→ Prompt:
All entries are to be returned verbatim.

(Record extracts begins)

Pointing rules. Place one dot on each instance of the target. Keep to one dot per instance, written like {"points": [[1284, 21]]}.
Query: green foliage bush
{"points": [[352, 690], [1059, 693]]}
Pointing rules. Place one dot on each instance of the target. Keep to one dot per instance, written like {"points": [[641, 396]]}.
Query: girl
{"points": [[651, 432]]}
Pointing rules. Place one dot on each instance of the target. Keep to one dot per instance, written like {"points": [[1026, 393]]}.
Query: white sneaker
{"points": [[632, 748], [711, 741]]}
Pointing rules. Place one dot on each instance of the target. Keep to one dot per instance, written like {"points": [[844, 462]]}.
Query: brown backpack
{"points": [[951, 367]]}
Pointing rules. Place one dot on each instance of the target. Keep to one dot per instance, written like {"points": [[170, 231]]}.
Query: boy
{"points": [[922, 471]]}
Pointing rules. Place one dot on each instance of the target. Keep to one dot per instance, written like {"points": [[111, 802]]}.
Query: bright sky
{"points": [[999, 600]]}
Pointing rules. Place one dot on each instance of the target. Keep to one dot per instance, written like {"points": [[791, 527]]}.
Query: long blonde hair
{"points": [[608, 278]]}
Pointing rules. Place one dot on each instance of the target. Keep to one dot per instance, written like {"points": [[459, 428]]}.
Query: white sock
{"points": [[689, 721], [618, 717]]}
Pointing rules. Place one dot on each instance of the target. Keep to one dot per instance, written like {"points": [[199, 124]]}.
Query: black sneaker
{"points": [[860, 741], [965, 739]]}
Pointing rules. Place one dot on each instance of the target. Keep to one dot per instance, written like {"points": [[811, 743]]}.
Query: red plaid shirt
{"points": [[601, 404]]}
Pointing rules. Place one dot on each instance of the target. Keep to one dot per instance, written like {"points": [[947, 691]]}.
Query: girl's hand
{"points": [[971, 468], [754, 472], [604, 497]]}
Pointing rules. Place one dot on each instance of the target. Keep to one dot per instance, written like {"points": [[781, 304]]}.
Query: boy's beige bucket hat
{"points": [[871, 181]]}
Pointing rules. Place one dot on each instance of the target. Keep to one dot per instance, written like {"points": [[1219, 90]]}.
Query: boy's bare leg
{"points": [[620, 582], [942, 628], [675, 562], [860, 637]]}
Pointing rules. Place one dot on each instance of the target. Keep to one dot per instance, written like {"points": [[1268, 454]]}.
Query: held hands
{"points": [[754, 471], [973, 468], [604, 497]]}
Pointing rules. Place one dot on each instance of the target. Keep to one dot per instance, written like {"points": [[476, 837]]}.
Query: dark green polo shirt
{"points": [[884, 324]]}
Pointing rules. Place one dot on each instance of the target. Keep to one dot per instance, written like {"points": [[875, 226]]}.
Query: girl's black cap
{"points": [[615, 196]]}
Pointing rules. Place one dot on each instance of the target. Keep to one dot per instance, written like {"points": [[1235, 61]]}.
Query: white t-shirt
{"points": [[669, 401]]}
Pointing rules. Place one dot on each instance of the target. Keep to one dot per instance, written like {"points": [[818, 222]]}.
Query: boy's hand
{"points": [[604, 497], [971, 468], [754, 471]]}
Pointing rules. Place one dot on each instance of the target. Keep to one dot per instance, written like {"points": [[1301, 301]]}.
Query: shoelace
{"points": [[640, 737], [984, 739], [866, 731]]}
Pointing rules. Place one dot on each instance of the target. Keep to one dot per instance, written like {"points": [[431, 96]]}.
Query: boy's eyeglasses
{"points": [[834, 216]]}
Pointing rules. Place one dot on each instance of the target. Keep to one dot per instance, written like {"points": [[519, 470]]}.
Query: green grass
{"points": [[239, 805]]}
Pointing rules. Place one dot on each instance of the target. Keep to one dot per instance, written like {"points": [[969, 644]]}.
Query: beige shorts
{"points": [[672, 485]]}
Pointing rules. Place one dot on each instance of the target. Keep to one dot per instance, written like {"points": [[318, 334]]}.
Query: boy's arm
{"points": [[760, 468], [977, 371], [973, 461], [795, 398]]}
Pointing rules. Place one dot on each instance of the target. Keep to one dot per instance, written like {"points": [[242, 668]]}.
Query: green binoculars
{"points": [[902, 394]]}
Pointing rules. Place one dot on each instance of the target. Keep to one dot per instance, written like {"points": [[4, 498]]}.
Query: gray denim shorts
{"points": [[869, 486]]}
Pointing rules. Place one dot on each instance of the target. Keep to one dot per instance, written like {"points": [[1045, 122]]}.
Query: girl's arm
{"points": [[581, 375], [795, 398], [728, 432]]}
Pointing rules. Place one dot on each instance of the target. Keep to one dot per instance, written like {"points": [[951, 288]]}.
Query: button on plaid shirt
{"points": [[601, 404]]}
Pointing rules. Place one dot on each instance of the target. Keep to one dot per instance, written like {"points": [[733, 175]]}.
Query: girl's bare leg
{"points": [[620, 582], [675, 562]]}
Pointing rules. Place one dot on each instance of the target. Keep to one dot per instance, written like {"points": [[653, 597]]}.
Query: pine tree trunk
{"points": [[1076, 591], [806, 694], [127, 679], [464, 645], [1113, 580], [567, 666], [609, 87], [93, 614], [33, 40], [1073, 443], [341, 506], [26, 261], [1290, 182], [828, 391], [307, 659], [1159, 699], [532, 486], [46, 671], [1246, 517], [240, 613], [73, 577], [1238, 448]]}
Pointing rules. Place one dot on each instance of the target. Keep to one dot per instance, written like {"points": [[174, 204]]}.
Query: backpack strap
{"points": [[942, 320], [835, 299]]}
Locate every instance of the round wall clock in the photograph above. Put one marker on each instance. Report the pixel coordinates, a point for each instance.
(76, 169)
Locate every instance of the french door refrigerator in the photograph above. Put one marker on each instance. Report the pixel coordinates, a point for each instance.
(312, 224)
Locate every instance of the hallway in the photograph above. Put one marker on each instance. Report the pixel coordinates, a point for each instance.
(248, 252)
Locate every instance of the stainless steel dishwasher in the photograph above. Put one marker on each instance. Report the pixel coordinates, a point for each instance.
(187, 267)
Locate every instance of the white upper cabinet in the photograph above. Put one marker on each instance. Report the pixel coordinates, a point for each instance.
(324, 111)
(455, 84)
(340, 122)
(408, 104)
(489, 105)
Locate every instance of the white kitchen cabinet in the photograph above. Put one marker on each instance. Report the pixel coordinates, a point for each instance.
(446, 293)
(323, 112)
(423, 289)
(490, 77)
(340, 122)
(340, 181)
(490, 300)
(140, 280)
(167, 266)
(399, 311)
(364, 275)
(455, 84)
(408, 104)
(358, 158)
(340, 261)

(Record extracts ends)

→ Answer area:
Pointing rules. Place one dot on each instance of the target. Keep to one dot per instance, written like {"points": [[1284, 21]]}.
Query: green foliage bush
{"points": [[352, 690], [1059, 693]]}
Pointing rules. Place one dot on each instance of the target. Keep to one dot per instance, written like {"points": [[641, 396]]}.
Query: girl
{"points": [[651, 432]]}
Pointing rules. Place one dot on each instance of the target. Keep to one dot per instance, written like {"points": [[1026, 393]]}.
Query: white sneaker
{"points": [[632, 748], [711, 741]]}
Pointing rules. Place one dot on each instance of the target. Keep to one dot per instance, written like {"points": [[844, 462]]}.
Query: brown backpack
{"points": [[951, 367]]}
Pointing rules. Place one dot on each instance of the target. Keep to one dot per instance, written like {"points": [[170, 231]]}.
Query: boy
{"points": [[922, 471]]}
Pointing rules. Place one dot on each instance of the target. Keep to one dot per instance, written like {"points": [[111, 802]]}.
Query: bright sky
{"points": [[999, 600]]}
Pointing rules. Place one dot on each instance of the target. Keep to one dot per instance, written like {"points": [[791, 527]]}.
Query: long blonde hair
{"points": [[608, 278]]}
Pointing rules. Place one dot on each instance of the target. Keep to one dot per instance, written like {"points": [[459, 428]]}.
Query: white sock
{"points": [[689, 721], [618, 717]]}
Pointing rules. Place one dot on each instance of the target. Keep to one dot per instance, written like {"points": [[199, 124]]}.
Query: black sneaker
{"points": [[860, 741], [965, 739]]}
Pointing rules. Place one dot on each instance of the target. Keep to one dot per instance, written like {"points": [[811, 743]]}.
Query: red plaid shirt
{"points": [[601, 404]]}
Pointing rules. Place one dot on each instance of the target. Keep to one dot per instance, written like {"points": [[947, 691]]}.
Query: girl's hand
{"points": [[971, 468], [754, 472], [604, 497]]}
Pointing rules. Place one dot on each instance of the target. Keep to one dot per instance, written like {"points": [[781, 304]]}.
Query: boy's beige bucket hat
{"points": [[871, 181]]}
Pointing rules. Place one dot on each instance of the target. Keep to one dot per instance, written like {"points": [[1219, 90]]}.
Query: boy's bare leg
{"points": [[620, 582], [942, 628], [675, 562], [860, 637]]}
Pointing rules. Place one dot on each instance of the target. Keep to one dot per instance, written like {"points": [[1268, 454]]}.
Query: held hands
{"points": [[754, 471], [973, 468], [604, 497]]}
Pointing rules. Place one dot on each instance of the target. Keep to one dot per instance, written like {"points": [[476, 837]]}.
Query: dark green polo shirt
{"points": [[884, 324]]}
Pointing rules. Place one dot on each instance of the target. Keep to one dot per instance, written like {"points": [[875, 226]]}.
Query: girl's black cap
{"points": [[615, 196]]}
Pointing rules. Place one dot on each instance of the target. Keep to one dot per instance, written like {"points": [[1235, 61]]}.
Query: white t-shirt
{"points": [[669, 401]]}
Pointing rules. Place one dot on each instance of the target. Keep to one dot per instance, written like {"points": [[818, 222]]}.
Query: boy's hand
{"points": [[604, 497], [971, 468], [754, 471]]}
Pointing rules. Place one dot on each instance of the target. Keep to one dot per instance, written like {"points": [[1301, 301]]}.
Query: shoelace
{"points": [[640, 737], [984, 739], [866, 731]]}
Pointing rules. Place one dot on each instance of the target. Keep to one dot per instance, written like {"points": [[431, 96]]}.
Query: boy's eyeglasses
{"points": [[834, 216]]}
Pointing rules. Place one dot on each instance of the target. Keep to one dot per instance, written like {"points": [[519, 470]]}.
Query: green grass
{"points": [[239, 805]]}
Pointing rules. Place one dot on each instance of the target. Keep to one dot per instance, written like {"points": [[969, 644]]}.
Query: beige shorts
{"points": [[672, 485]]}
Pointing rules. Place one dot on each instance of the target. Keep to one dot per instance, written like {"points": [[318, 334]]}.
Query: boy's arm
{"points": [[760, 468], [977, 371], [973, 461], [795, 398]]}
Pointing rules. Place one dot on each instance of the target. Keep to one dot per instance, written like {"points": [[242, 668]]}.
Query: green binoculars
{"points": [[902, 394]]}
Pointing rules. Place one dot on each instance of the target. Keep to one dot per instance, written like {"points": [[4, 498]]}.
Query: gray denim shorts
{"points": [[869, 486]]}
Pointing rules. Place one dot on each instance of the target. Keep to one dot per instance, written like {"points": [[1045, 122]]}.
Query: girl's arm
{"points": [[581, 375], [795, 398], [728, 432]]}
Pointing rules. Place one dot on each instance of the target. Keep to one dot per instance, written like {"points": [[951, 288]]}.
Query: button on plaid shirt
{"points": [[601, 404]]}
Pointing rules. Place one dot on each instance of the target. Keep to one dot per instance, written like {"points": [[733, 175]]}.
Query: girl's bare leg
{"points": [[620, 582], [675, 562]]}
Pointing rules. Place one dot on each instance of the target. Keep to one dot per instance, written like {"points": [[653, 597]]}.
Query: pine tree trunk
{"points": [[1076, 591], [806, 694], [127, 679], [464, 645], [1113, 580], [567, 666], [609, 87], [93, 614], [33, 40], [1073, 443], [341, 506], [26, 261], [1290, 182], [828, 391], [307, 659], [1159, 699], [532, 486], [46, 671], [1246, 517], [240, 613], [73, 577], [1238, 448]]}
Pointing rules. Place one dot on each instance of the target. Keep to one dot per instance, written like {"points": [[174, 204]]}.
Query: backpack strap
{"points": [[942, 320], [835, 299]]}
Locate every instance of the round wall clock in the photograph above. Put one marker on each instance. Report the pixel coordinates, a point for each instance.
(76, 169)
Locate every instance of the french door refrigerator in the photograph above. Put one marker on each instance. Report the pixel coordinates, a point for each instance.
(312, 224)
Locate every instance of the hallway in the photograph above. Put one marker on each instance. Report the pixel coordinates, a point for each instance.
(248, 252)
Locate every instance of the stainless steel dishwasher in the photograph above. Put one marker on each instance. Report the pixel coordinates, a point for each instance.
(187, 267)
Locate every instance of the white upper cabinet in the photograph above. Put one marker on each instance. Report the pixel coordinates, a point for each instance.
(324, 111)
(455, 84)
(340, 122)
(408, 104)
(489, 105)
Locate every instance of the white kitchen cabinet in the photograph above. Put one marker on each instance. Report the pixel coordinates, a point for each instance.
(446, 293)
(323, 112)
(423, 289)
(490, 77)
(340, 122)
(340, 181)
(490, 300)
(140, 280)
(167, 266)
(399, 311)
(364, 275)
(455, 84)
(408, 104)
(358, 158)
(340, 261)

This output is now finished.